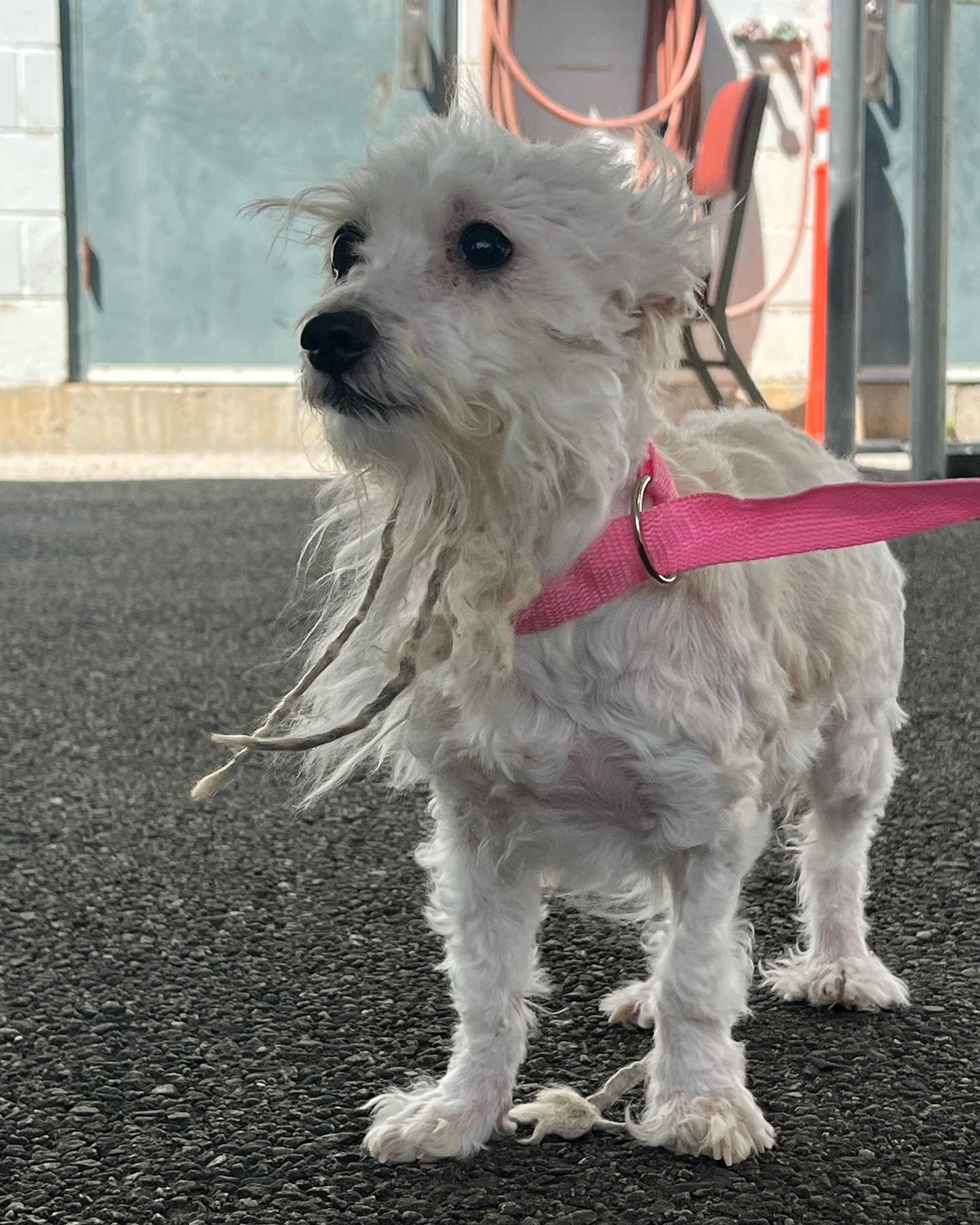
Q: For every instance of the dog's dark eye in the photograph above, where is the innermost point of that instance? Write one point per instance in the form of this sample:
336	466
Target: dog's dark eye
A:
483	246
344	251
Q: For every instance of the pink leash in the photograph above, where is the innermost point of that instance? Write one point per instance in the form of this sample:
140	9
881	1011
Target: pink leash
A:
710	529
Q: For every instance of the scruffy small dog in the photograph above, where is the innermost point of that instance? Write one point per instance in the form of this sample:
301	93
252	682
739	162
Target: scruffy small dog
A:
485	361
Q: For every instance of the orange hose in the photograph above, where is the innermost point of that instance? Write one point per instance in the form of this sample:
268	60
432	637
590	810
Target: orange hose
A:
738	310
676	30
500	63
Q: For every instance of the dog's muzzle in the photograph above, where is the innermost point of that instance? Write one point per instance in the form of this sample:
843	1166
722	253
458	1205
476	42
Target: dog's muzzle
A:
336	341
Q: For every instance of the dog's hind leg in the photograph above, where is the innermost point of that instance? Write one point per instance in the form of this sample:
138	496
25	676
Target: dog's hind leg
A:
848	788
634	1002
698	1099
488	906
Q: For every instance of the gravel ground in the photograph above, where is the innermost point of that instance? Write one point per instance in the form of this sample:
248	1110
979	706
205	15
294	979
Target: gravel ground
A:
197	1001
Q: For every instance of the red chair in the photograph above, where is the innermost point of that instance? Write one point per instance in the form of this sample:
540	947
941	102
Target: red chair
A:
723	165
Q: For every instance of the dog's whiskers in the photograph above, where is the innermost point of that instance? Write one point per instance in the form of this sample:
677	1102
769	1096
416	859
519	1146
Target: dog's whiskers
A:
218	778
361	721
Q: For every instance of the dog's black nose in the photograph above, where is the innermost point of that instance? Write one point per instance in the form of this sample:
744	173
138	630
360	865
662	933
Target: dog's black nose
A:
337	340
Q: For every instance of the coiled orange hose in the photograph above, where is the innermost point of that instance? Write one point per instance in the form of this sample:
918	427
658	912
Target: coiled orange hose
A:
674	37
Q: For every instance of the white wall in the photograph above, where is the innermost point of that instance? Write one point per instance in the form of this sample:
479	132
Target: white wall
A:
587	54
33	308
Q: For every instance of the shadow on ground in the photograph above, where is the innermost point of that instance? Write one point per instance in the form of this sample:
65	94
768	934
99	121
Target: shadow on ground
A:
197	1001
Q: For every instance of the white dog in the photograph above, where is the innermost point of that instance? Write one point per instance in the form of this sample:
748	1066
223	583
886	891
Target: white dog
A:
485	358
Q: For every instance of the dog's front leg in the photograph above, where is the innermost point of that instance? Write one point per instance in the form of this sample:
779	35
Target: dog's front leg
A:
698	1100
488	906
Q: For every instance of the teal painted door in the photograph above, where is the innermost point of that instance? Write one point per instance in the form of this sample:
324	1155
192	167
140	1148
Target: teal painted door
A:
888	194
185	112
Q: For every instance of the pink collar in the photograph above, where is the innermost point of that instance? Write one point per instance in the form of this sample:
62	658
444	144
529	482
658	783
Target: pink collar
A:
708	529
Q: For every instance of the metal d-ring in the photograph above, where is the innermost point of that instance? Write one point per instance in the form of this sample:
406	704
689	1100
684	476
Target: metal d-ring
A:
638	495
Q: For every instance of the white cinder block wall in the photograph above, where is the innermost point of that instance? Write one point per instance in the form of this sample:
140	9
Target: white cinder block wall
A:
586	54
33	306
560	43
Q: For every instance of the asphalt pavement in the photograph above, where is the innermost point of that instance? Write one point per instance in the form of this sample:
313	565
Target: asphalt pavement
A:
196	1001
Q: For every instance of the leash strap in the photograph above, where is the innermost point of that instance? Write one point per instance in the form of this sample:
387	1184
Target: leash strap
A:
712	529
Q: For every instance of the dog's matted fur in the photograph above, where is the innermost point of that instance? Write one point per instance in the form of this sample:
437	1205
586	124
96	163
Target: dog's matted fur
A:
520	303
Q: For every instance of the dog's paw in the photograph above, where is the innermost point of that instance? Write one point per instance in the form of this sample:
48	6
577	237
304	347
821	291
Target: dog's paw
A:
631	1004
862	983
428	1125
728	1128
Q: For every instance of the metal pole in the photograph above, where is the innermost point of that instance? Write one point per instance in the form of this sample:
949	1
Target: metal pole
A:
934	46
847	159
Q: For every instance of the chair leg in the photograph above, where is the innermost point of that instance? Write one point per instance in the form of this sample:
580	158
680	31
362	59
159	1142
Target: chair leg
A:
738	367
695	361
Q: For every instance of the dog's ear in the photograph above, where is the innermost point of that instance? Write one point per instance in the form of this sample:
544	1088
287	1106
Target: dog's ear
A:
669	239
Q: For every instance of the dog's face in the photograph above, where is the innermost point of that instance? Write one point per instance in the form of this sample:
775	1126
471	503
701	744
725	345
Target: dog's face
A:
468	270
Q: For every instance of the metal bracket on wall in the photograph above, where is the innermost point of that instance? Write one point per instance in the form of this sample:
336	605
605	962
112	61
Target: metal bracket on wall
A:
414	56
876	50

+++++

#### Directions for this task
Report the lines above that contain "wall".

#### The answer
Q: For every instance of the white wall in the photograph above, where is the innermost point of that instance? Write one point per instance in the form of this sample:
Target: white wall
Q: For every instance of the white cinder block wall in the photograph above, where is the innermost point of that instance? Write one point per instance in the form of this sample:
Target: white cinder block wall
Q: For every instance of the metal bracket on wall in the photograph above, where is the innermost point of that instance? Write one point per instance in the form of this sample:
Target: metal bracket on wall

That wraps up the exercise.